Stated goal a
Scale the records from the line holding "Target: letter a on sign" through the line holding "(1152, 227)", inclusive. Rewrite every one of those lines, requests included, multiplying each point coordinate in the answers by 0.65 and rounding to whole numbers with halves rounded up, and return only those lines.

..............................

Samir Hoon began his career in VFX at R/Greenberg Associates in 1993. He joined Industrial Light & Magic in 1995. He has worked on numerous projects such as TERMINATOR 3: RISE OF THE MACHINES, ERAGON, STAR TREK INTO DARKNESS or HITMAN: AGENT 47.
What is your background?
After graduating from Sheridan College, Toronto, I worked at RGA, New York for couple of years before joining ILM in 1995, as a TD.
How did you and ILM get involved on this show?
ILM was contacted by Legendary in early 2014 regarding the project and I met Zhang Yimou at Legendary Studios, in LA, later that year. This followed rounds of bidding and conversations around methodology given the extent of VFX work in the movie.
How was the collaboration with director Zhang Yimou and the studio-side VFX Supervisor Phil Brennan?

..............................

Stated goal b
Answer these from the interview with Samir Hoon:
(i) In what year did he begin his career in VFX at R/Greenberg Associates?
(ii) Which college did he graduate from?
(iii) Where did he meet Zhang Yimou?

Extracted entries
..............................

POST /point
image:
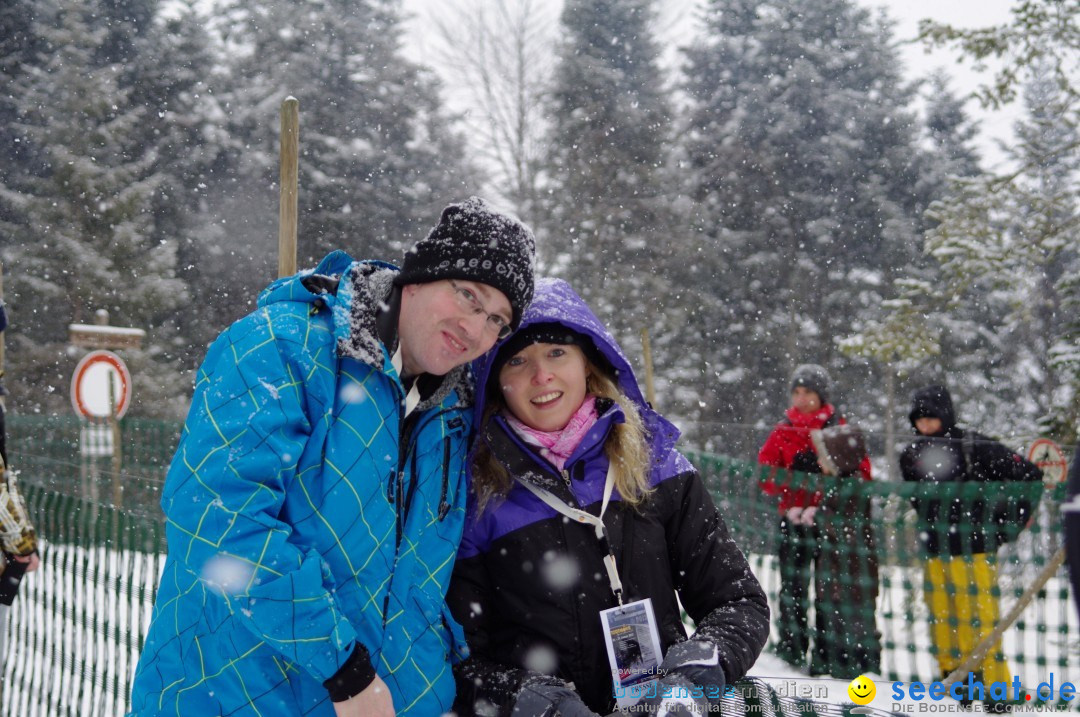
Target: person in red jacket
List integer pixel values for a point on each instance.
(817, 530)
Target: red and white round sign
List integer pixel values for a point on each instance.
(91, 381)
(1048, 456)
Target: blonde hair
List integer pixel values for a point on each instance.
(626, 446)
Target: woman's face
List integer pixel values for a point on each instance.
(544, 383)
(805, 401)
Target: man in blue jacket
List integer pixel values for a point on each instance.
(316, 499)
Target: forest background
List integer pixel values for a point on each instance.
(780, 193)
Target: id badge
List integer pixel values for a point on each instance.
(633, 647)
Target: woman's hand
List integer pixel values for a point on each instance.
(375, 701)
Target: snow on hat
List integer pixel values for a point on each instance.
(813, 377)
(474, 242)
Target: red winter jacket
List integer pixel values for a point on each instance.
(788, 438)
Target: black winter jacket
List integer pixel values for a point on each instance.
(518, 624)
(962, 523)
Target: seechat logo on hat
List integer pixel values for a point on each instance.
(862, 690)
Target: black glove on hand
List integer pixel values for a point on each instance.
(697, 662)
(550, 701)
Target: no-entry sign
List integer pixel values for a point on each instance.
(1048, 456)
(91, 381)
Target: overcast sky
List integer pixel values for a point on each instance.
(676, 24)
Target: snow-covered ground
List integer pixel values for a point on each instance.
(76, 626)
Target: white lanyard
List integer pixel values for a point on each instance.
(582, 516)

..............................

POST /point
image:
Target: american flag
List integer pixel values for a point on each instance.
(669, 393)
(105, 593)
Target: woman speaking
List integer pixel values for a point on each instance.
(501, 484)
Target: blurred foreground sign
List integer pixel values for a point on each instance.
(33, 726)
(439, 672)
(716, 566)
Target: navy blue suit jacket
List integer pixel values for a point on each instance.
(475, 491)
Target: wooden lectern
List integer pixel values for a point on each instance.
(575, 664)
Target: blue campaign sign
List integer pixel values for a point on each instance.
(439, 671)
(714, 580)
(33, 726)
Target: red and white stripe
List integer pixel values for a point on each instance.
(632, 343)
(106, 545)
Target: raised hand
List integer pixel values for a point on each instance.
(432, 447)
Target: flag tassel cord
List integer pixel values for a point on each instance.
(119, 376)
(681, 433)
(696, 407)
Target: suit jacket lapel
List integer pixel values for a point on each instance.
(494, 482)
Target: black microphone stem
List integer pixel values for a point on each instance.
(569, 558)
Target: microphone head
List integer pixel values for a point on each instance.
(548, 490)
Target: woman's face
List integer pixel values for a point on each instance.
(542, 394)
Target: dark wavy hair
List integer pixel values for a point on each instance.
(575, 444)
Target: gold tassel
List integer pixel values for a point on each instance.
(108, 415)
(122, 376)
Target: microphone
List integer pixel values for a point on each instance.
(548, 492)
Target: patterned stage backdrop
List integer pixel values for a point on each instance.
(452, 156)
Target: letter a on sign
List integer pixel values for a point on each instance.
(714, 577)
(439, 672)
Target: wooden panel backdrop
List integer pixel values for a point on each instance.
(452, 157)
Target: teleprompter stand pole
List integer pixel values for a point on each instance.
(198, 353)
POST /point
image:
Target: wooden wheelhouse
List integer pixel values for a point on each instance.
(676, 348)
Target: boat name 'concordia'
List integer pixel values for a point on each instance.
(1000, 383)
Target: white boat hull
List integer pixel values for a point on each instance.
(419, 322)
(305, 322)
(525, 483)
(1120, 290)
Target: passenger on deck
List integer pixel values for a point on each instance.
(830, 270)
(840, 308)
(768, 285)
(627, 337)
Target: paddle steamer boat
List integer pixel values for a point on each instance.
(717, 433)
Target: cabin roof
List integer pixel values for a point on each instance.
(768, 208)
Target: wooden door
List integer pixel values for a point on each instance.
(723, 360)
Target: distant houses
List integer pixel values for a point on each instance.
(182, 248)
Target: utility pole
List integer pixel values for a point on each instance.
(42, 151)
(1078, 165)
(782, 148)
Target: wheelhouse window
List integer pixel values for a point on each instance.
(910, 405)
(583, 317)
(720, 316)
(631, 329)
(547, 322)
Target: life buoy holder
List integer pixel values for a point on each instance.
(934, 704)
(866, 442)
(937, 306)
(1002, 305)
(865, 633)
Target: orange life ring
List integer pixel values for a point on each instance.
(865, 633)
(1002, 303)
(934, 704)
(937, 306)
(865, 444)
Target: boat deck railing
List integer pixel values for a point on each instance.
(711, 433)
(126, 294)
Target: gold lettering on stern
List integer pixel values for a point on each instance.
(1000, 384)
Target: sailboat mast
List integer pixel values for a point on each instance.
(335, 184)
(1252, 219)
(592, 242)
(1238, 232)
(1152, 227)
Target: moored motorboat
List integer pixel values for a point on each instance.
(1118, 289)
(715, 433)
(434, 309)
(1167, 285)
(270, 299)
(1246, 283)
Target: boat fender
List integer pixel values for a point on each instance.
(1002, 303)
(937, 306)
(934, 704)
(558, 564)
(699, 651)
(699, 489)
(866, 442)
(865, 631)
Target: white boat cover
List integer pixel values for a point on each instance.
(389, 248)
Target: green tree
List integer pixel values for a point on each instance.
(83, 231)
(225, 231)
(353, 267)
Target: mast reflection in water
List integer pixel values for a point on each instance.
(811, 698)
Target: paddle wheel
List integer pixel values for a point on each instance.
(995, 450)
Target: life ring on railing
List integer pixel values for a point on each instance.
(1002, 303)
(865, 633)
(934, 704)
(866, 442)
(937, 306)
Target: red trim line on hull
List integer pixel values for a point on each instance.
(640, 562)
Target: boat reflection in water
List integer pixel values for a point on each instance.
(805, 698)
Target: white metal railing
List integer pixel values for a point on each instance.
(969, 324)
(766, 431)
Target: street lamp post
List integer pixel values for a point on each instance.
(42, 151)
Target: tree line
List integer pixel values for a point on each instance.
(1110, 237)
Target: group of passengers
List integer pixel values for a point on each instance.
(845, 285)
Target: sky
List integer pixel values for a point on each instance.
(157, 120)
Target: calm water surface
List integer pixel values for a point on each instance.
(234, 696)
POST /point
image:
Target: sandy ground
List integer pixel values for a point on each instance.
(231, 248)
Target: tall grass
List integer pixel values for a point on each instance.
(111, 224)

..............................

Answer a
Target: letter a on sign
List integer pixel values for a point on each instance.
(464, 375)
(285, 437)
Target: wooden panel backdrop
List integer pixel values for a point on each instance.
(294, 102)
Target: teleprompter stand pole
List integer pixel values for a point on each instance.
(129, 229)
POST /point
image:
Target: wooden wheelhouse
List integer pixel values for a point on each instance.
(439, 226)
Target: boat name 'concordia'
List integer pixel values for a point on each instance.
(650, 249)
Target: white boat hull
List integer pixel values for a point on each instance.
(272, 209)
(198, 209)
(341, 314)
(728, 189)
Target: passenger on deck
List integer pixel values for a point on each instance.
(540, 176)
(546, 200)
(499, 185)
(408, 219)
Target: paddle steamer boat
List integer pixel values for a point on each instance.
(466, 281)
Target: cabin roof
List integer pixel values for a point on each instance.
(499, 135)
Target: wooden door
List integer pixel values for a point on each instance.
(470, 234)
Target: distant houses
List integer pixel values for a point on each instance.
(118, 161)
Target: utility pole
List integer pixel values for a point on each instance.
(27, 98)
(701, 107)
(508, 96)
Target: wheelhouse window
List integer pixel values for a point on each instance.
(592, 263)
(379, 206)
(468, 205)
(410, 214)
(356, 209)
Target: life buoy holder
List integer pixel values for a point on each instance.
(607, 458)
(563, 287)
(609, 199)
(651, 198)
(562, 411)
Target: orange life ring
List integer pixel values for a point on each instance.
(562, 411)
(651, 197)
(607, 458)
(609, 199)
(562, 289)
Target: boat deck railing
List integer pixel values for a point on each instance.
(462, 281)
(82, 191)
Target: gold lettering on stern
List integer pixel values for a point on each instance.
(650, 250)
Target: sailboat mast
List integer pixel values for a point on each instance.
(218, 120)
(814, 142)
(385, 157)
(805, 151)
(749, 148)

Answer b
(i) 1993
(ii) Sheridan College, Toronto
(iii) At Legendary Studios, in LA